§ 数据条目
┌────────

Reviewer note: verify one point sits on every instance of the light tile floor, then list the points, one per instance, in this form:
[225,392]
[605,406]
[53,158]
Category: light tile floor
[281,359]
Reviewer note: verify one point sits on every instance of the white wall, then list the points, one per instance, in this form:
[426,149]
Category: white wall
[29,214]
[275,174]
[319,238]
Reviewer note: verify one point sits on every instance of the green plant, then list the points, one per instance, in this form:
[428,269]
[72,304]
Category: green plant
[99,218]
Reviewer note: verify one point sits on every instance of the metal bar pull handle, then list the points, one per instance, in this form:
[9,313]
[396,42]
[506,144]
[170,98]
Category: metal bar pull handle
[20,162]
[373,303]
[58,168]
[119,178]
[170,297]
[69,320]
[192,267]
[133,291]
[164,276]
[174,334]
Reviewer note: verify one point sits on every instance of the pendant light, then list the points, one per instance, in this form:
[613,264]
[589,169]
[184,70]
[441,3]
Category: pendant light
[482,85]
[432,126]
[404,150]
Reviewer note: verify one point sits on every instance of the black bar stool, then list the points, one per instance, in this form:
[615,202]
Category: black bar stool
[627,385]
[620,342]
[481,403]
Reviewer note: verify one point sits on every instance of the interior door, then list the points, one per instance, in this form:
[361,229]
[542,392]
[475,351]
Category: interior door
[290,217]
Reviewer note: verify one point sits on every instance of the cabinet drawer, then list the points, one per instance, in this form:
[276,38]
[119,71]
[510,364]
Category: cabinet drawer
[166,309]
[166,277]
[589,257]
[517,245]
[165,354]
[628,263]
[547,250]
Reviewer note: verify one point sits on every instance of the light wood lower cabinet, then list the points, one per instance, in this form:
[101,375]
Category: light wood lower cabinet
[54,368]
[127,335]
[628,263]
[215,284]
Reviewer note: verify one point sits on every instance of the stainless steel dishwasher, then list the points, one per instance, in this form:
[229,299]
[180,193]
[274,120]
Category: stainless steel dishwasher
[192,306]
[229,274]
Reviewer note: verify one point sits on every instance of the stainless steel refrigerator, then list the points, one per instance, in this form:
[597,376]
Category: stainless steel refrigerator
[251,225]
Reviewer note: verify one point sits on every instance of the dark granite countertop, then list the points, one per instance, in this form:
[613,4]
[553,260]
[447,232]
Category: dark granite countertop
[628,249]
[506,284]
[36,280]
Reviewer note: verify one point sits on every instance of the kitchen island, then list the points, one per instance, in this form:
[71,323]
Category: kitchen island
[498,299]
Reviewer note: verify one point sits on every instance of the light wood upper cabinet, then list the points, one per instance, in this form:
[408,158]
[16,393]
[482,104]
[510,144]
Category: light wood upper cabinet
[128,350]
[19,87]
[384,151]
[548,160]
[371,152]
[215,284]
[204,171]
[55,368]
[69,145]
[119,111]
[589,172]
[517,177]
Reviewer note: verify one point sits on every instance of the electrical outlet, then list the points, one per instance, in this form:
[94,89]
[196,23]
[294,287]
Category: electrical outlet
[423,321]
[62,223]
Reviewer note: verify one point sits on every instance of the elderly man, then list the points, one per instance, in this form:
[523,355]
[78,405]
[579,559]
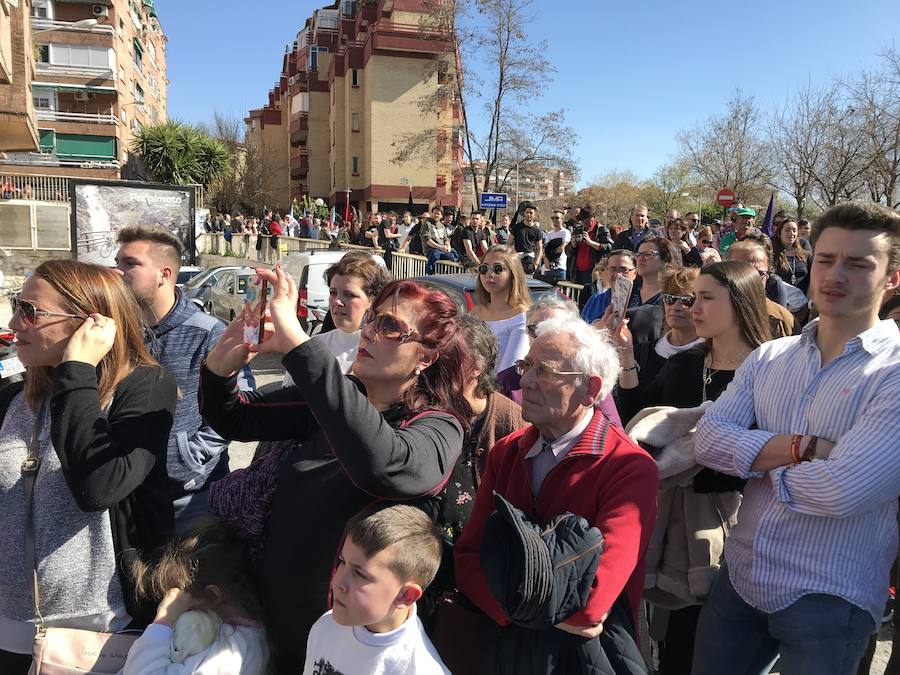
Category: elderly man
[570,459]
[640,229]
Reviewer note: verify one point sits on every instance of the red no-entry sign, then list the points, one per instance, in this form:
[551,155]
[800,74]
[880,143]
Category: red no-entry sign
[725,197]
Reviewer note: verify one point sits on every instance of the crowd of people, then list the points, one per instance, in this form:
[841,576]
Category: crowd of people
[513,489]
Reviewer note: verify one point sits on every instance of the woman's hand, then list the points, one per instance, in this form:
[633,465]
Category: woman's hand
[175,603]
[230,353]
[92,341]
[282,331]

└────────

§ 练习目标
能把上面的全部数据逐行原样打印出来吗？回答里不要包含图片。

§ 完整回答
Reviewer note: verify one point sits on every instance of the light tile floor, then list the points, one per instance, in this form:
[225,392]
[605,406]
[53,158]
Category: light tile floor
[281,359]
Reviewer note: verify one point sits on every instance of the white wall, then list the points, one per instance, in this form:
[426,149]
Category: white wall
[29,214]
[275,174]
[319,238]
Reviewer note: verify one point sits on every instance of the green plant, then list the points, one per instance, in this form:
[428,269]
[72,304]
Category: green plant
[99,218]
Reviewer note: verify one point sits on every instance of the metal bar pull handle, then list the points, one per instance, in this form:
[9,313]
[396,42]
[506,144]
[170,98]
Category: metal bar pull handle
[20,162]
[373,303]
[58,168]
[119,178]
[170,297]
[69,320]
[192,267]
[133,291]
[164,276]
[174,334]
Reviewer note: verify one point sits on every instance of the pendant light, then list the points, one per instance, in this form:
[613,264]
[589,169]
[184,70]
[441,3]
Category: pendant light
[482,85]
[432,126]
[404,150]
Reviewer note: verify one point sits on every instance of the black bar stool, then list the points, one per instance, in this form:
[615,202]
Category: black bar stool
[627,385]
[620,342]
[481,403]
Reviewer note: verify one point sits on every instance of the interior door, then list the points, one per instance, in this form:
[361,229]
[542,392]
[475,351]
Category: interior door
[290,217]
Reviewer note: verify one point sits on every instance of the cabinet drawer, then list the points, one per instance, in this form:
[276,38]
[119,71]
[510,364]
Category: cabinet drawer
[166,309]
[166,277]
[589,257]
[517,245]
[165,354]
[628,263]
[547,250]
Reviewer note: verify one point sits on every instance of the light wood lower cabinet, then list the points, one per instance, in this form:
[101,375]
Category: light wood lower cabinet
[54,368]
[127,335]
[628,263]
[215,284]
Reviewer note: verify one point sits on every instance of the stainless steel dishwasher, then list the points, one per instance, in this form:
[229,299]
[180,193]
[274,120]
Category: stainless steel dishwasher
[192,306]
[229,274]
Reviewer note: verify one point sits on every instance of the stainless steel refrigerator, then list the points, one per instance, in this form:
[597,376]
Category: stainless steel refrigerator
[251,225]
Reviewer note: verify one point sits on every instance of the dark granite countertop, then list the points, one per instance, in this form:
[613,4]
[553,260]
[447,232]
Category: dark granite countertop
[628,249]
[506,284]
[36,280]
Reviewer note: verify one point sits on every instance of the kitchen island, then list the points, one per instance, in this form:
[71,323]
Category: kitchen island
[498,299]
Reviewer note: verify one point sits on every instance of the light wood upper cabinet, then list the points, one per instance, in this form:
[408,158]
[16,393]
[482,104]
[510,144]
Category: light wood upper cabinet
[128,350]
[19,87]
[384,151]
[548,160]
[371,152]
[215,284]
[204,171]
[55,368]
[69,145]
[119,111]
[589,172]
[517,177]
Reviewer note: verify one point sits on every instance of the electrical outlet, then list the points, one per instance, in this form:
[94,89]
[196,23]
[294,287]
Category: electrical outlet
[423,321]
[62,223]
Reviewer note: verify one point sits on every instance of the elderly man, then list the points, one per instance, in this form:
[523,355]
[78,405]
[579,559]
Category: elderly man
[570,459]
[640,229]
Reviewer note: verify one point sits on every instance of the red no-entry sign, then list the points, one per instance, in this form:
[551,155]
[800,74]
[880,143]
Category: red no-entry sign
[725,197]
Reviewer note: verify one point sits on every instance of the crowd of people, then list the points, one per instance, in this form:
[841,576]
Category: crowd of people
[513,489]
Reviewer note: verify one point sits on every instance of the woman's hand, then list the points, one per instance, in this form:
[633,465]
Category: woman's hand
[175,603]
[230,353]
[92,341]
[282,331]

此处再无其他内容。